GIVEN TEXT »
Start of Block
I still find it deeply ironic that Noam Chomsky signed the Harper's Magazine letter

In all of the blowback with the Harper’s Magazine letter on free speech last year, no one pointed out the deep irony that Noam Chomsky was a signatory. And yet, understanding a bit about the history of Chomskyan linguistics, and why it is a limited view of language, illuminates a crucial part of cancel culture.

Noam Chomsky first made waves as a linguist when he published Syntactic Structures in 1957. This manuscript and his follow on work were all highly theoretical attempts at deconstructing language through sentence generation. Linguistics call this branch of the study syntax. Chomsky remains an influential linguist because his technical precision gave a framework that early artificial intelligence (AI) researchers could implement in the late 1950s. 

But linguists who aren’t involved in computer science typically chide Chomsky for his singular focus on sentence structure to the detriment of two other branches. The progressive George Lakoff famously debated Chomsky throughout the 1960s and 1970s for side stepping the meaning imbued in language, or what researchers call semantics. But for the current debates over cancel culture, what truly matters is the third major area of language study, known as pragmatics. This branch deals with language as it is used in conversation, and thus includes a long line of work exploring the rules of conversation.

With this in mind, read again the core grievance of the Harper’s Magazine letter: “But it is now all too common to hear calls for swift and severe retribution in response to perceived transgressions of speech and thought. More troubling still, institutional leaders, in a spirit of panicked damage control, are delivering hasty and disproportionate punishments instead of considered reforms.” In other words, the defining feature of cancel culture is the perception that the rules of the game are uncertain and could change instantaneously.

The rule, attack the idea, not the person, is giving way to a new standard, you are who you surround yourself with.

Here’s an example: Stephen Hsu recently stepped down as senior vice president for research and innovation at Michigan State after a petition successfully ousted him. That letter, which has more than 800 signatures, described Hsu as “an open racist and eugenicist” and accused him of using his podcast “to praise and promote individuals who themselves traffic in Holocaust denial and antisemitism.” 

On his blog, Hsu corrected the record, “I do not endorse claims of genetic group differences. In fact I urge great caution in this area.” He continued, “The blog posts under attack, dating back over a decade, are almost all discussions of published scientific papers by leading scholars in Psychology, Neuroscience, Genomics, Machine Learning, and other fields.” Attacking the idea is now an attack on the person. 

This rule flip could also be seen in reactions to the letter itself. In a now taken down tweet, Vox writer Emily VanDerWerff decried her colleague for signing on, saying “As a trans woman who very much values her position at Vox and the support the publication has given her through the emotional and physical turmoil of transition, I was deeply saddened to see Matt Yglesias’s signature on the Harper’s Weekly letter.” 

She continued, “But the letter, signed as it is by several prominent anti-trans voices and containing as many dog whistles towards anti-trans positions as it does, ideally would not have been signed by anybody at Vox, much less one of the most prominent people at our publication.”   

Also on that Harper’s Magazine letter was Dr. Deirdre McCloskey, a libertarian-leaning professor at the University of Illinois at Chicago and a trans woman. Her story is well documented. In her transition in the 1990s, she converted to Anglicanism, became a convert to free market economics, and was instrumental in the founding of a new discipline bridging economics and rhetoric. 

Auntie D, as she always asked to be called, taught me about pragmatics a decade ago. I’d like to think she’d have a laugh seeing Chomsky signed. At the very least everyone can agree that irony is no reason to get cancelled.
End of Block
(Entries from a data source)
Start of Block
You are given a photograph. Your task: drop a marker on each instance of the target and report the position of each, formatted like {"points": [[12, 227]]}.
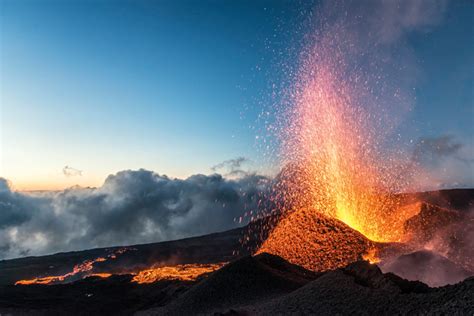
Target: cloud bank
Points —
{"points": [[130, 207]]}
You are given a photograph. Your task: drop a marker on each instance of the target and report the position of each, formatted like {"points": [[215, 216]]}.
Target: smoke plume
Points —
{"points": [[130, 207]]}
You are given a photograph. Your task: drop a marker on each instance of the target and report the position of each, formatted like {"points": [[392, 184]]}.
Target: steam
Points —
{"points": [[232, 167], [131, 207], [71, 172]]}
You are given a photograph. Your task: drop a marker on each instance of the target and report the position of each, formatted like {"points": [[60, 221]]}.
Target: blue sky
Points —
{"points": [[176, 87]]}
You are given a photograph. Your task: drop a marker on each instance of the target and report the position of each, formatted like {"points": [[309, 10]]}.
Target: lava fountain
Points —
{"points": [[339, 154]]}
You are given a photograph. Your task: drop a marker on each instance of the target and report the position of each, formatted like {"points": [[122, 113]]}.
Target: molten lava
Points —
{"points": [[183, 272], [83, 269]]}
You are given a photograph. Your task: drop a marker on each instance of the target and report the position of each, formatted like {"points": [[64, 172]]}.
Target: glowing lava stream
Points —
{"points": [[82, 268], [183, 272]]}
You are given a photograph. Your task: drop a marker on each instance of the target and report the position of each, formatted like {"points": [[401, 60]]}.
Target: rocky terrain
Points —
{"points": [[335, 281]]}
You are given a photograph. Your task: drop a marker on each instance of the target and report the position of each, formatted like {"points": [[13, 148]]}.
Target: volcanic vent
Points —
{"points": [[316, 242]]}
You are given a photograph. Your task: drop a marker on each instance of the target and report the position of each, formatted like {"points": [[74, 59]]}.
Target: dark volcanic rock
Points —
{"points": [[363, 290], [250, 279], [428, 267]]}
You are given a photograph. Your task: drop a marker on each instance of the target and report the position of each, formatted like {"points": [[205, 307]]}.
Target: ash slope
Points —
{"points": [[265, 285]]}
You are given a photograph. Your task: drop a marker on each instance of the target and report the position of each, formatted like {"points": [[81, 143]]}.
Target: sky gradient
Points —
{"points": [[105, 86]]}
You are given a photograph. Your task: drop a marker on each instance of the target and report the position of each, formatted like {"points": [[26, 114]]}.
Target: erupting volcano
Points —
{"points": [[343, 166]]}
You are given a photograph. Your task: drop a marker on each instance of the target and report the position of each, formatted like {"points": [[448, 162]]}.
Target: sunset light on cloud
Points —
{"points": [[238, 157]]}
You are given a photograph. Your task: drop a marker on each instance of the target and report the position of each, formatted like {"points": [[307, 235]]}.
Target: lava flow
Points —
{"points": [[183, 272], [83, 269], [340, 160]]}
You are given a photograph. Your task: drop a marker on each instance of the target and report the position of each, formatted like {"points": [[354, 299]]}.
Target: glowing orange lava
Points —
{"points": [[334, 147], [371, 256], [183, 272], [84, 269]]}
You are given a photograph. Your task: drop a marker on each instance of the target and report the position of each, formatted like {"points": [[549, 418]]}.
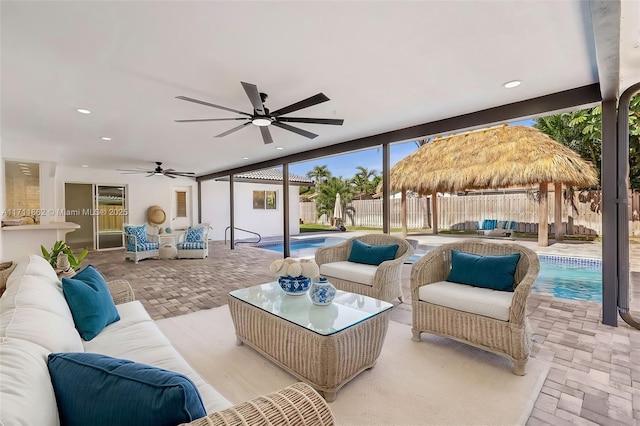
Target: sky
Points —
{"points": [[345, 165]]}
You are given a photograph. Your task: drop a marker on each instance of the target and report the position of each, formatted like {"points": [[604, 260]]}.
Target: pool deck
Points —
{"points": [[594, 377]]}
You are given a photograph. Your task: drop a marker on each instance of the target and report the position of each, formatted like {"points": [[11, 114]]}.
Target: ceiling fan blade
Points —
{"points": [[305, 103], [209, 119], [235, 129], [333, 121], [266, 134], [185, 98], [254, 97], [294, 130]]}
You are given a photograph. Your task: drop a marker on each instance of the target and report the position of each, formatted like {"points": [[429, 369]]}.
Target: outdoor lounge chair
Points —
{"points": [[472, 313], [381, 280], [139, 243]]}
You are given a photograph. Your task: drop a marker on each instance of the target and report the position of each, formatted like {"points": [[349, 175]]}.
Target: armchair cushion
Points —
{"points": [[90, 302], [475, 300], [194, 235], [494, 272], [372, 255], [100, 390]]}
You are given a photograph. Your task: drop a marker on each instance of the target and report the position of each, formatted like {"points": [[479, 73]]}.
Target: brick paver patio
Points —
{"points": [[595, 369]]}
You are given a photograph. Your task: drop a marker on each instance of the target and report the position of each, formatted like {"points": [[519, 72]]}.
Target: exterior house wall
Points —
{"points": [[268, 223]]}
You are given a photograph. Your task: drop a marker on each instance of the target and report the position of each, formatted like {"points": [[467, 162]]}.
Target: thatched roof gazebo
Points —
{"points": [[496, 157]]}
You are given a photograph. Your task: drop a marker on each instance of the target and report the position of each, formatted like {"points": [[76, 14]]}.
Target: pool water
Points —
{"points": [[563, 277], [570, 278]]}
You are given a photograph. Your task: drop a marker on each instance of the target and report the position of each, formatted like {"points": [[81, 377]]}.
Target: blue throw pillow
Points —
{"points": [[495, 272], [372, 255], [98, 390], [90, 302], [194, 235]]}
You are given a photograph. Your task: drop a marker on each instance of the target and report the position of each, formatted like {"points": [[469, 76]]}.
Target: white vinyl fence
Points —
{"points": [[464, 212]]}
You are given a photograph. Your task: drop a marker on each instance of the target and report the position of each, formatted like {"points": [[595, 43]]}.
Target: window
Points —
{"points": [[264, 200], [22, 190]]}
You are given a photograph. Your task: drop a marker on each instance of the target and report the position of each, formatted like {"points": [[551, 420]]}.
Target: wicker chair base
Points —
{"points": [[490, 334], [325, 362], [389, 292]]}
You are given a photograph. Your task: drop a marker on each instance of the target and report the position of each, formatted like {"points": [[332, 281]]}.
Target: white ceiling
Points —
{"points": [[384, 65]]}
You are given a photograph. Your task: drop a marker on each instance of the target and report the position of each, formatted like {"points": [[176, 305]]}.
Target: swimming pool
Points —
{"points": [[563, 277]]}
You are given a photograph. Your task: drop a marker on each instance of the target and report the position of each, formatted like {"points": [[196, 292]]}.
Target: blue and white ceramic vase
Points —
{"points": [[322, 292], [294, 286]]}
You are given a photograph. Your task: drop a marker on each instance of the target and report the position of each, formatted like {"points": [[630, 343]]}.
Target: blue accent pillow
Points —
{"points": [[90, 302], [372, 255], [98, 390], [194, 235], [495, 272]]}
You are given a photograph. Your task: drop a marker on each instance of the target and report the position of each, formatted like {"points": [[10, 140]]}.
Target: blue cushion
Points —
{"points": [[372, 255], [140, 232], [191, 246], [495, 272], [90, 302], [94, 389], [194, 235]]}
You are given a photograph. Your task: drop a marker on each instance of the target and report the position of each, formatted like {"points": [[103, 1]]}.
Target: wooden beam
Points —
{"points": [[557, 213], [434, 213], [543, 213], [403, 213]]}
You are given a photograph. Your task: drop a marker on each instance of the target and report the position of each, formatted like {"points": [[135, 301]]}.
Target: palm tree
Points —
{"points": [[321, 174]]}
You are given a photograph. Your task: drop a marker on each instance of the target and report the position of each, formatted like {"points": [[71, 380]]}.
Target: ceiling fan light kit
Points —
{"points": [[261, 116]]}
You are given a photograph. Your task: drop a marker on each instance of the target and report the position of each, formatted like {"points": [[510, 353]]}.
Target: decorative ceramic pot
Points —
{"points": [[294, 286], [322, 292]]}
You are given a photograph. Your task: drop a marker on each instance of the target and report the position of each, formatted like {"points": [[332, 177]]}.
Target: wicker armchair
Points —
End of Block
WHAT THIS TASK INVOLVES » Repeat word for word the part of the essay on the Harper's letter starting with "In all of the" and going on through "the late 1950s.". Work only from the essay on the Harper's letter.

WRITTEN SOLUTION »
In all of the blowback with the Harper’s Magazine letter on free speech last year, no one pointed out the deep irony that Noam Chomsky was a signatory. And yet, understanding a bit about the history of Chomskyan linguistics, and why it is a limited view of language, illuminates a crucial part of cancel culture.

Noam Chomsky first made waves as a linguist when he published Syntactic Structures in 1957. This manuscript and his follow on work were all highly theoretical attempts at deconstructing language through sentence generation. Linguistics call this branch of the study syntax. Chomsky remains an influential linguist because his technical precision gave a framework that early artificial intelligence (AI) researchers could implement in the late 1950s.